▶ [SUPPLIED INFORMATION]:
━━━
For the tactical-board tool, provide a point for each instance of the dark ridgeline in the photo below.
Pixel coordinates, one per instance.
━━━
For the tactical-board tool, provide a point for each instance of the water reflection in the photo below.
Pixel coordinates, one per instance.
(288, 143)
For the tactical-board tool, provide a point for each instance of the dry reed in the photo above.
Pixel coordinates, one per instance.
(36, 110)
━━━
▶ [TASK PROMPT]:
Pull out every line in the items above that contains the word "each".

▶ [CORRECT ANSWER]:
For the tactical-board tool, provide a point for each instance of the dark ridgeline in the photo below.
For the tactical-board tool, provide a point for each instance of the water reflection in the photo below.
For the tactical-board tool, provide a point for each instance of the dry reed in the photo above.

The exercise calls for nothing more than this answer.